_What you need to do_:
Reproduce word for word everything in the mpox article below from "Researchers say diagnostic" down to "sleeping in a bed.".

Mpox risks rise with mosaic of infection patterns in Central Africa | World News

According to WHO, Mpox is transmitted in multiple ways in Congo, including through close physical contact between people who engage in transactional sex | Photo: Bloomberg

By Jason Gale and Janice Kew

As disease detectives race to central Africa to quell a spreading mpox contagion, they are finding a complex mosaic of infection patterns involving different viral strains and very different routes of infection.

In the gold-rich eastern region of the Democratic Republic of Congo, a newly mutated virus is spreading mainly among adults through sexual contact. Elsewhere in the country, an older strain is spreading from infected wildlife to humans who hunt and handle the animals, leading to a deadly explosion of cases among children. Both viral routes are linked to infections among patients’ household members and the health care workers who care for them.

The virus is spreading along international routes to neighbouring countries and there are reports that sexual violence is on the rise, especially among Congolese displaced by the conflict who live in crowded camps. Determining how the spread occurs is critical to stopping the transmission of an emerging disease that the World Health Organisation declared an international health emergency last week.

“There are huge gaps in knowledge and a huge need to fill them as quickly as possible,” said Margaret Harris, a WHO spokeswoman in Geneva. “One of the most urgent needs is to understand transmission patterns.”


Insufficient evidence

Researchers say diagnostic testing is lacking in Central Africa, as is the sophisticated genomic sequencing that helped scientists map and understand the spread of Covid-19 within communities.

According to WHO, Mpox is transmitted in multiple ways in Congo, including through close physical contact between people who engage in transactional sex. Infected people can also transmit the virus to their partners and health care workers.

Experts on the ground see no evidence of airborne spread, epidemiologists Anne Rimoin and Katelyn Jetelina said in an Aug. 20 blog post. Instead, they see potential routes of infection, such as children hunting rodents or four people sleeping in a bed.

Since the beginning of the year, there have been about 19,000 cases and nearly 550 deaths across Africa. Most of them have been in Congo, which recorded nearly three-quarters of the 1,405 new mpox cases on the continent in the week through Tuesday, according to data from the Africa CDC.

However, the true number is likely much higher because not all cases have been reported and few tests have been carried out. About 17 percent of Congo’s new cases were confirmed by testing and the rest fit the agency’s definition of the disease. Burundi has reported 100 cases and last week Sweden reported an initial infection in a traveler.

The strain that is proliferating in Africa, endemic to the Congo and historically more severe, is called clade I. Most cases in the Congo are subvariant Ia, which accounts for about 85 percent of deaths; about 80 percent of known clade Ia cases are in children. The second subvariant, Ib, is spreading among adults.

_Extracted entries_:
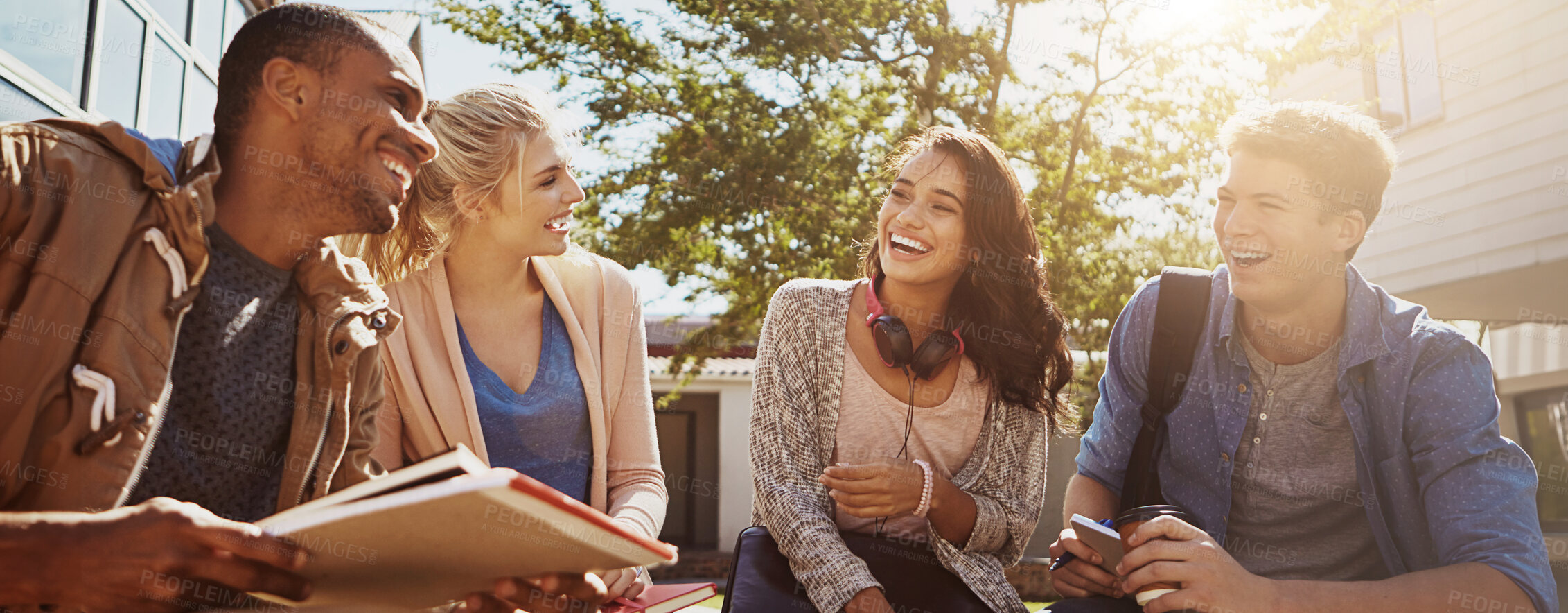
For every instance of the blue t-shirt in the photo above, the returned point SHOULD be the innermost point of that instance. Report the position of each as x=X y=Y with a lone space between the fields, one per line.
x=541 y=433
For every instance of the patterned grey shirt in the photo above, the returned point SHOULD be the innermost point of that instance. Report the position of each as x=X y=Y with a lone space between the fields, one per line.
x=794 y=419
x=227 y=431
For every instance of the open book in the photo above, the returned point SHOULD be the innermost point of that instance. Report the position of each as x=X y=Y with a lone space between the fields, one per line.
x=437 y=530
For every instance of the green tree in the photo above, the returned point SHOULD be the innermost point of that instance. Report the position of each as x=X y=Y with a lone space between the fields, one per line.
x=759 y=129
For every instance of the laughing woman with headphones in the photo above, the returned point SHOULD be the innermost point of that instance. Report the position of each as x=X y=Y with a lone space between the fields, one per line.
x=915 y=402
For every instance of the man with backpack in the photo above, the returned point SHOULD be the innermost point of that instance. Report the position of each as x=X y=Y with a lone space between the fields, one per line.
x=1333 y=444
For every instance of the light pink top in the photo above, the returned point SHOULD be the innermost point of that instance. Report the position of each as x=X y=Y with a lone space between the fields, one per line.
x=871 y=427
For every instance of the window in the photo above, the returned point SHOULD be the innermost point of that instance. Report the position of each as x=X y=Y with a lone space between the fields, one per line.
x=209 y=35
x=173 y=11
x=200 y=104
x=1543 y=429
x=165 y=90
x=1405 y=79
x=49 y=38
x=120 y=63
x=19 y=105
x=233 y=21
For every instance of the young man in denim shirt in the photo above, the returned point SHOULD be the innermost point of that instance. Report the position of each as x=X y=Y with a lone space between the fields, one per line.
x=1338 y=447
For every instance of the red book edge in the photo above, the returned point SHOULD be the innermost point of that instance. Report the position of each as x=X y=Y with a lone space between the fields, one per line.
x=628 y=605
x=568 y=503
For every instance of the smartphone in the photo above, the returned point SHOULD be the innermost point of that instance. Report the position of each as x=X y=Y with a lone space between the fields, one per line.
x=1100 y=538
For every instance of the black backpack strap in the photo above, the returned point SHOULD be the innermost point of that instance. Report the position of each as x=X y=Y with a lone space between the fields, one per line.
x=1179 y=317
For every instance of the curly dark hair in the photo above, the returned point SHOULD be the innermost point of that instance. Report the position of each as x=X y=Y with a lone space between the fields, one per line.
x=1014 y=331
x=306 y=33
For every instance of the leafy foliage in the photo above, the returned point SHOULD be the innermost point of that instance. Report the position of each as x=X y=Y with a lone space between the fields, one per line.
x=759 y=128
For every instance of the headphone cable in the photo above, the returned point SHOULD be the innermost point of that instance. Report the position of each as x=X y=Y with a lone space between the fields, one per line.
x=908 y=425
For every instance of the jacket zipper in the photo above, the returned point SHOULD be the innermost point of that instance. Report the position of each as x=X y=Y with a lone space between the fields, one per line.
x=320 y=441
x=168 y=380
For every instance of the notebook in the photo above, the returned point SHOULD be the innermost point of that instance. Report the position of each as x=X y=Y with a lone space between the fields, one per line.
x=437 y=530
x=662 y=598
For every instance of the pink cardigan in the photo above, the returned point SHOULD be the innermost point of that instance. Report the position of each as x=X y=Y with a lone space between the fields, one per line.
x=430 y=402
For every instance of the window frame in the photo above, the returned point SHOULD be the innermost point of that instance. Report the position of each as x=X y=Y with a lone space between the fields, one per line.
x=1369 y=83
x=195 y=63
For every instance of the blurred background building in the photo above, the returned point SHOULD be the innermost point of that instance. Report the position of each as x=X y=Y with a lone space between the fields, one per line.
x=151 y=64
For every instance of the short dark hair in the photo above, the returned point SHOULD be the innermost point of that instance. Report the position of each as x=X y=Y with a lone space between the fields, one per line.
x=1339 y=148
x=306 y=33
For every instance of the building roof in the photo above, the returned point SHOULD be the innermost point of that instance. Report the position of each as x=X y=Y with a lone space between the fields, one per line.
x=714 y=368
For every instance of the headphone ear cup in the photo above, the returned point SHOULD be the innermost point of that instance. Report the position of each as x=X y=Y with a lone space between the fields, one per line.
x=933 y=355
x=892 y=340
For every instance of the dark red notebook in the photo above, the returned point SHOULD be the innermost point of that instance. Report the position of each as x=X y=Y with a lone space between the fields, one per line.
x=664 y=598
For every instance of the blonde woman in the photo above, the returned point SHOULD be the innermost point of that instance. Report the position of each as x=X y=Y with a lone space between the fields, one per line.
x=515 y=342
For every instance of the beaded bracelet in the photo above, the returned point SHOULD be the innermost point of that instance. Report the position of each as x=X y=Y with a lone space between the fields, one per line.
x=926 y=491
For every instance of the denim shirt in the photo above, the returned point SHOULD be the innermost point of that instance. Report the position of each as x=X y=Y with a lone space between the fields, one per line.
x=1438 y=482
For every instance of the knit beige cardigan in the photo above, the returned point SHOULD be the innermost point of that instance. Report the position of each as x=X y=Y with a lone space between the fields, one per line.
x=430 y=404
x=794 y=424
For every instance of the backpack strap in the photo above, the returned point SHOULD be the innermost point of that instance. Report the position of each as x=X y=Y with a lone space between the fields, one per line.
x=1179 y=316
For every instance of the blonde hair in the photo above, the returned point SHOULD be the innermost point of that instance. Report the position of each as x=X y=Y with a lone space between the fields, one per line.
x=480 y=134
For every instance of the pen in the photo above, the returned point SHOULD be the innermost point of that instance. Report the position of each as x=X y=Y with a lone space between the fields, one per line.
x=1068 y=557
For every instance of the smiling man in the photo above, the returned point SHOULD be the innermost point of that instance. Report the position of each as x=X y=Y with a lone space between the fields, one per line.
x=228 y=361
x=1338 y=447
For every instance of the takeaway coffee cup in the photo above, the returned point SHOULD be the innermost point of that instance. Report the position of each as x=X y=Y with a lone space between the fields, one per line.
x=1131 y=521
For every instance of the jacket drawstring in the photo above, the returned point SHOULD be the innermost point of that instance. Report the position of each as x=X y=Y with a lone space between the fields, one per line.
x=171 y=257
x=103 y=410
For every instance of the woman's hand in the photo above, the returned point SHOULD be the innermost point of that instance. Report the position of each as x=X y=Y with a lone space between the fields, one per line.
x=869 y=601
x=554 y=592
x=879 y=490
x=624 y=582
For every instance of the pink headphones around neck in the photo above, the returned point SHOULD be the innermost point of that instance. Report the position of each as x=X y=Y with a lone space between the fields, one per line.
x=896 y=347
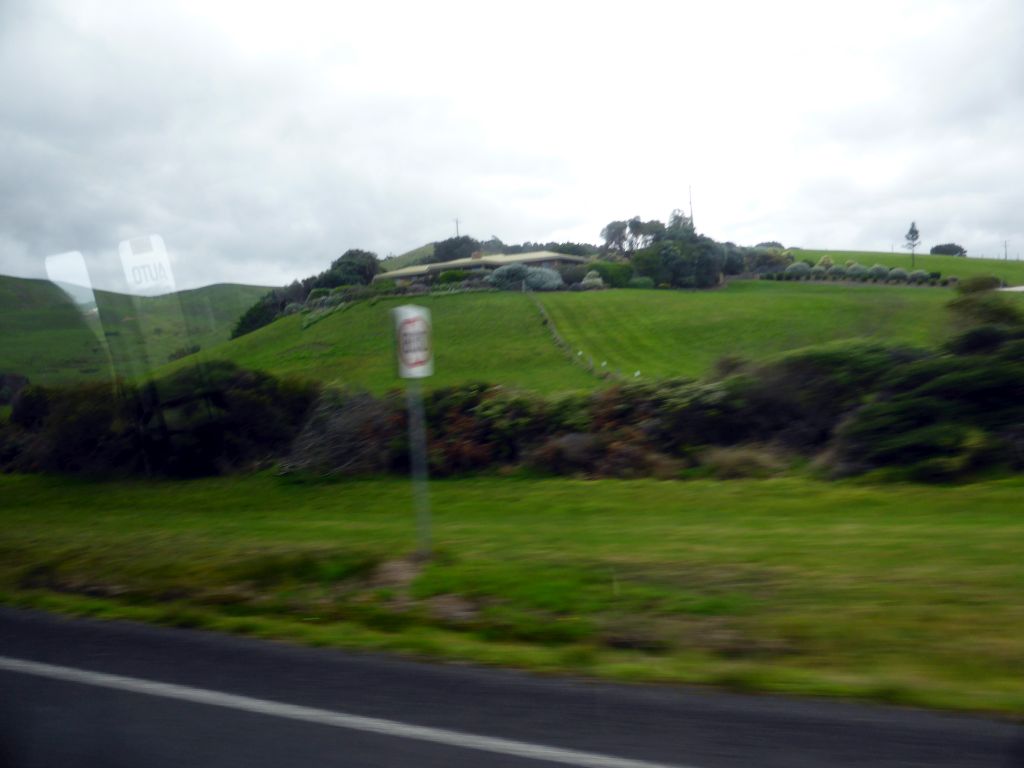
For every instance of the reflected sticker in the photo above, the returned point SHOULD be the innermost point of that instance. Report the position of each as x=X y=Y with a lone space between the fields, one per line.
x=146 y=266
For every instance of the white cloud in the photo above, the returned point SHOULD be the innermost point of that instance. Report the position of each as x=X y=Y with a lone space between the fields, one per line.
x=261 y=141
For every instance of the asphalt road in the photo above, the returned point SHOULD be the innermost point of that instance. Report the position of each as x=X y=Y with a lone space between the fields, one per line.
x=78 y=692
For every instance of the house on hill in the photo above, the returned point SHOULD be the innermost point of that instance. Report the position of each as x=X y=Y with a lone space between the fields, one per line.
x=479 y=264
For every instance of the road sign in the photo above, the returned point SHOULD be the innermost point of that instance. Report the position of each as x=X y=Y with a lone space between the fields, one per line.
x=416 y=360
x=416 y=354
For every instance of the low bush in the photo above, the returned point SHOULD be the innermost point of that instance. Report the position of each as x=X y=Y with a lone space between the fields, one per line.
x=797 y=270
x=918 y=276
x=879 y=271
x=508 y=278
x=898 y=274
x=543 y=279
x=614 y=273
x=452 y=275
x=856 y=271
x=979 y=284
x=572 y=273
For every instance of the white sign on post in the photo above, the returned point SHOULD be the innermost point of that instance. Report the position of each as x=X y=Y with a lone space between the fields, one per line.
x=416 y=354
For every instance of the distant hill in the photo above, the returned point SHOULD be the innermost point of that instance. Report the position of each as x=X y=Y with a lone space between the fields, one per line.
x=1011 y=271
x=44 y=336
x=410 y=258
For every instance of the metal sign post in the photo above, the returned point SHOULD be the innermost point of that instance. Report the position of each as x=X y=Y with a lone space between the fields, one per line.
x=416 y=360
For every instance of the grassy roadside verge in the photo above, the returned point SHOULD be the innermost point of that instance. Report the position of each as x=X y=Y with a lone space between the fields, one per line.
x=898 y=593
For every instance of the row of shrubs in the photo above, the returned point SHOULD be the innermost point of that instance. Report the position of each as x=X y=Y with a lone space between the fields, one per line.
x=857 y=272
x=853 y=408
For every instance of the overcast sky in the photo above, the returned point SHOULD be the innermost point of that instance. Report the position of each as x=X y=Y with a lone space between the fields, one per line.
x=261 y=143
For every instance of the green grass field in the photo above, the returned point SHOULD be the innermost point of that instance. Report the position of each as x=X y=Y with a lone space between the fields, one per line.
x=897 y=593
x=499 y=338
x=491 y=337
x=48 y=339
x=410 y=258
x=677 y=333
x=1012 y=271
x=44 y=336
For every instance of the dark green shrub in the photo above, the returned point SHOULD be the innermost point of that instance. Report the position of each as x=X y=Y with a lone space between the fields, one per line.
x=452 y=275
x=856 y=271
x=878 y=271
x=979 y=284
x=508 y=278
x=798 y=270
x=31 y=407
x=837 y=272
x=543 y=279
x=983 y=339
x=726 y=463
x=613 y=273
x=918 y=276
x=572 y=273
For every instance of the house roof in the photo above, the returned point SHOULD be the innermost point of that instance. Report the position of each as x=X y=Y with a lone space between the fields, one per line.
x=493 y=261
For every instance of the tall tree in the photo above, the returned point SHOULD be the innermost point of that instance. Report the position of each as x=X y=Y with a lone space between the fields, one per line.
x=912 y=241
x=614 y=236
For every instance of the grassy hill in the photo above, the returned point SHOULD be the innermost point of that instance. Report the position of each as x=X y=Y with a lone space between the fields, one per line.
x=48 y=339
x=410 y=258
x=488 y=337
x=500 y=338
x=1012 y=272
x=673 y=333
x=44 y=336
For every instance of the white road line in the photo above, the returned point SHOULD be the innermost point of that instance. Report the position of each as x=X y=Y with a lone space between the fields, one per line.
x=326 y=717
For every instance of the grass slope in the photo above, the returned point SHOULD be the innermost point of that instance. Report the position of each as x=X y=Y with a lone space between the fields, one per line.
x=143 y=332
x=410 y=258
x=48 y=339
x=898 y=593
x=489 y=337
x=44 y=336
x=677 y=333
x=1012 y=272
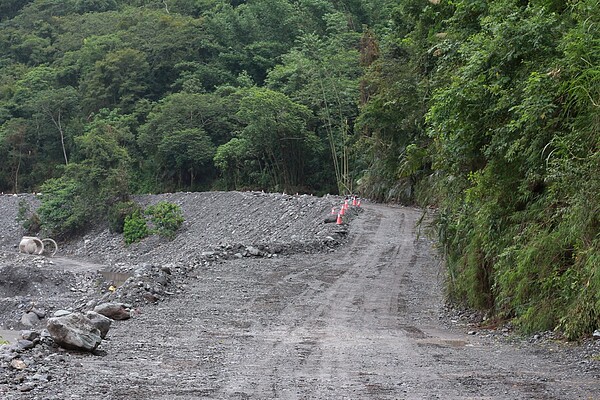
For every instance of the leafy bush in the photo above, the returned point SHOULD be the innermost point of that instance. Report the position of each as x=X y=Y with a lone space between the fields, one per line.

_Finished task_:
Researchers say diagnostic testing is lacking in Central Africa, as is the sophisticated genomic sequencing that helped scientists map and understand the spread of Covid-19 within communities.

According to WHO, Mpox is transmitted in multiple ways in Congo, including through close physical contact between people who engage in transactional sex. Infected people can also transmit the virus to their partners and health care workers.

Experts on the ground see no evidence of airborne spread, epidemiologists Anne Rimoin and Katelyn Jetelina said in an Aug. 20 blog post. Instead, they see potential routes of infection, such as children hunting rodents or four people sleeping in a bed.